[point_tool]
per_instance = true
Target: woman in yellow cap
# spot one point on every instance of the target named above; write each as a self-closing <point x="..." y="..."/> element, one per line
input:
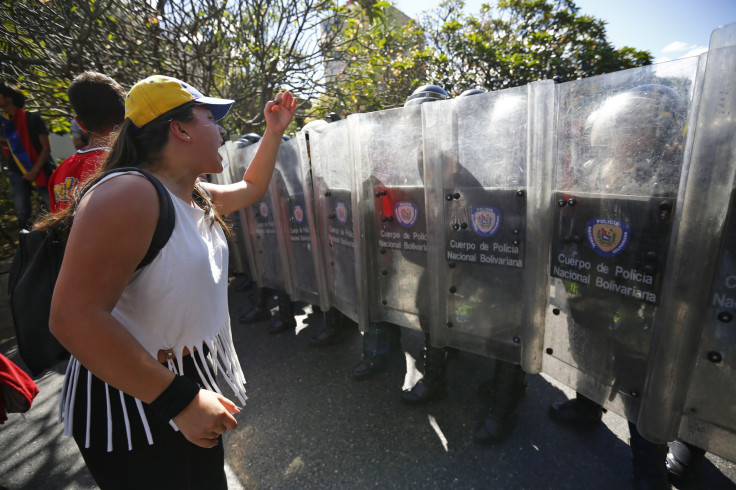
<point x="140" y="396"/>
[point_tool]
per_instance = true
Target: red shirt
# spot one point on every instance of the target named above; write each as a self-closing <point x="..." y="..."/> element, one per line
<point x="72" y="171"/>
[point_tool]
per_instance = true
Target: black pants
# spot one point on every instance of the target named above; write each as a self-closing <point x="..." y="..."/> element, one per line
<point x="170" y="462"/>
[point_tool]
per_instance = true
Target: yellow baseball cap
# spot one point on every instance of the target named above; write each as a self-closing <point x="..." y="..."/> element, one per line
<point x="158" y="94"/>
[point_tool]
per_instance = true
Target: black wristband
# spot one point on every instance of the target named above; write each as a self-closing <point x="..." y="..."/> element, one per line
<point x="175" y="398"/>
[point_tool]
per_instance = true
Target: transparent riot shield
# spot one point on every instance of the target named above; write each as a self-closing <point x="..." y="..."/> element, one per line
<point x="334" y="203"/>
<point x="620" y="156"/>
<point x="691" y="378"/>
<point x="475" y="165"/>
<point x="386" y="150"/>
<point x="241" y="153"/>
<point x="270" y="262"/>
<point x="299" y="230"/>
<point x="237" y="261"/>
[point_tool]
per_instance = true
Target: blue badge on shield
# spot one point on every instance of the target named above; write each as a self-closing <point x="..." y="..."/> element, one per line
<point x="485" y="221"/>
<point x="299" y="214"/>
<point x="607" y="237"/>
<point x="406" y="213"/>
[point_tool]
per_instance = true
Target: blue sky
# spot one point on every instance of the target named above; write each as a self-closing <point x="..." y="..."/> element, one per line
<point x="668" y="29"/>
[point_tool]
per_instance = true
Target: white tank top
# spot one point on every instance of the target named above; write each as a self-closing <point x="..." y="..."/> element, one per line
<point x="178" y="301"/>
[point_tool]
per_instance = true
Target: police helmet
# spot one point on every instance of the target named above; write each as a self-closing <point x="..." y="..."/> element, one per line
<point x="651" y="114"/>
<point x="471" y="91"/>
<point x="426" y="93"/>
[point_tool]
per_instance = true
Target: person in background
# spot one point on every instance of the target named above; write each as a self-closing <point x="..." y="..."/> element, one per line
<point x="25" y="138"/>
<point x="99" y="104"/>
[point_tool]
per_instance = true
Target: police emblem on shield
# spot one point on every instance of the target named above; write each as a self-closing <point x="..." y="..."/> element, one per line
<point x="341" y="211"/>
<point x="263" y="209"/>
<point x="607" y="237"/>
<point x="485" y="220"/>
<point x="299" y="214"/>
<point x="406" y="213"/>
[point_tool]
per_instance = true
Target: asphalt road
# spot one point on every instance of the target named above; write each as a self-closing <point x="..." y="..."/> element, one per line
<point x="309" y="425"/>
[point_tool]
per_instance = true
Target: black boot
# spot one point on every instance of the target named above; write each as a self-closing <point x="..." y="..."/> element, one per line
<point x="245" y="284"/>
<point x="377" y="344"/>
<point x="286" y="319"/>
<point x="648" y="462"/>
<point x="333" y="331"/>
<point x="433" y="385"/>
<point x="682" y="460"/>
<point x="315" y="315"/>
<point x="580" y="411"/>
<point x="507" y="389"/>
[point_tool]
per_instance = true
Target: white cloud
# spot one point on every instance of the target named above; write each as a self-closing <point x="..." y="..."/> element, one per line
<point x="677" y="46"/>
<point x="698" y="50"/>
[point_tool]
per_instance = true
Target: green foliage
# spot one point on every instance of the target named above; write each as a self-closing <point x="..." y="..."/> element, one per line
<point x="515" y="42"/>
<point x="9" y="228"/>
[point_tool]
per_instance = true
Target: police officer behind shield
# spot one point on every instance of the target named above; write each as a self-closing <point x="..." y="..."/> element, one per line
<point x="382" y="338"/>
<point x="503" y="390"/>
<point x="638" y="133"/>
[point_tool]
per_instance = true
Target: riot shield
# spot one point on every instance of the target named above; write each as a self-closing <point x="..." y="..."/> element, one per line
<point x="238" y="263"/>
<point x="334" y="204"/>
<point x="618" y="165"/>
<point x="691" y="378"/>
<point x="386" y="150"/>
<point x="475" y="161"/>
<point x="270" y="262"/>
<point x="299" y="230"/>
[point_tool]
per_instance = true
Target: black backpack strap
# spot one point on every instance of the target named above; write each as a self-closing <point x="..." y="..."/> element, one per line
<point x="166" y="218"/>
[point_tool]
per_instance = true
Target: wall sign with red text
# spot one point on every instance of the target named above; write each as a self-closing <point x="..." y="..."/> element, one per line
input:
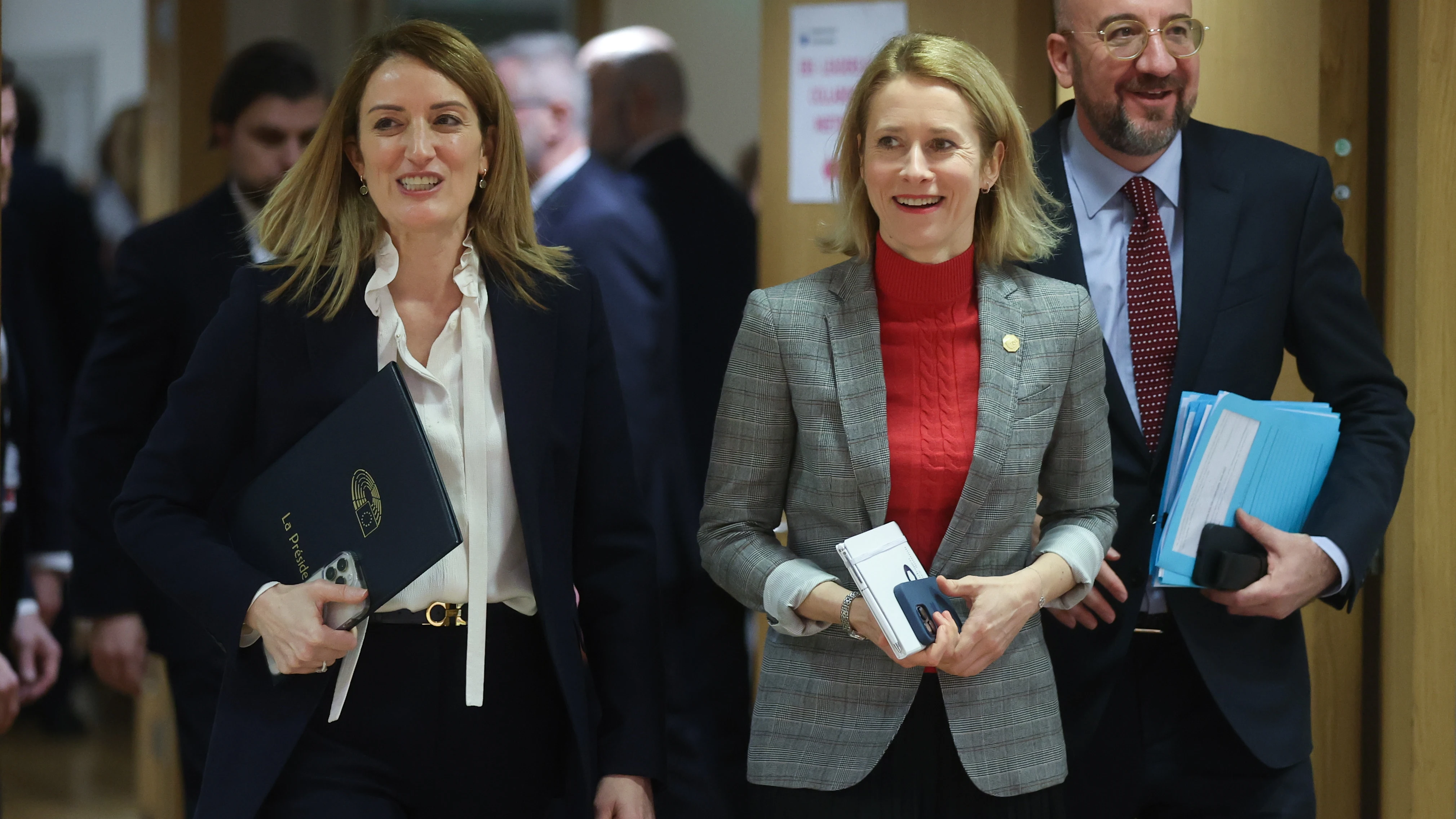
<point x="832" y="43"/>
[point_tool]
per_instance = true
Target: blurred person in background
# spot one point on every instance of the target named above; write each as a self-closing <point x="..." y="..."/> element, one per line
<point x="57" y="251"/>
<point x="117" y="195"/>
<point x="638" y="102"/>
<point x="1209" y="255"/>
<point x="599" y="214"/>
<point x="32" y="660"/>
<point x="171" y="278"/>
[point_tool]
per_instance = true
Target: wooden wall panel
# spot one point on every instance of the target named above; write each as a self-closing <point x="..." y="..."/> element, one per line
<point x="1419" y="604"/>
<point x="1011" y="32"/>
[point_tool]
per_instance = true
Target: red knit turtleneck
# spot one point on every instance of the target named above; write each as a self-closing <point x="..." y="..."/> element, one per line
<point x="931" y="345"/>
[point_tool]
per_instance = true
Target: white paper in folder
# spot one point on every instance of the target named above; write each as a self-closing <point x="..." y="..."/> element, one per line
<point x="880" y="561"/>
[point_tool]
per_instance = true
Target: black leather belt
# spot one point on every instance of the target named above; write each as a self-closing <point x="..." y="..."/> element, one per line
<point x="434" y="615"/>
<point x="1161" y="623"/>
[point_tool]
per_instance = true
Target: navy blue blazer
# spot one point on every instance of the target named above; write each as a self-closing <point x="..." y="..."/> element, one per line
<point x="264" y="375"/>
<point x="602" y="219"/>
<point x="1264" y="271"/>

#####

**Task prompt:**
If a line in the records above holds the string "background", copy it.

**Response for this exercise:**
Target: person in background
Target: blurred person in background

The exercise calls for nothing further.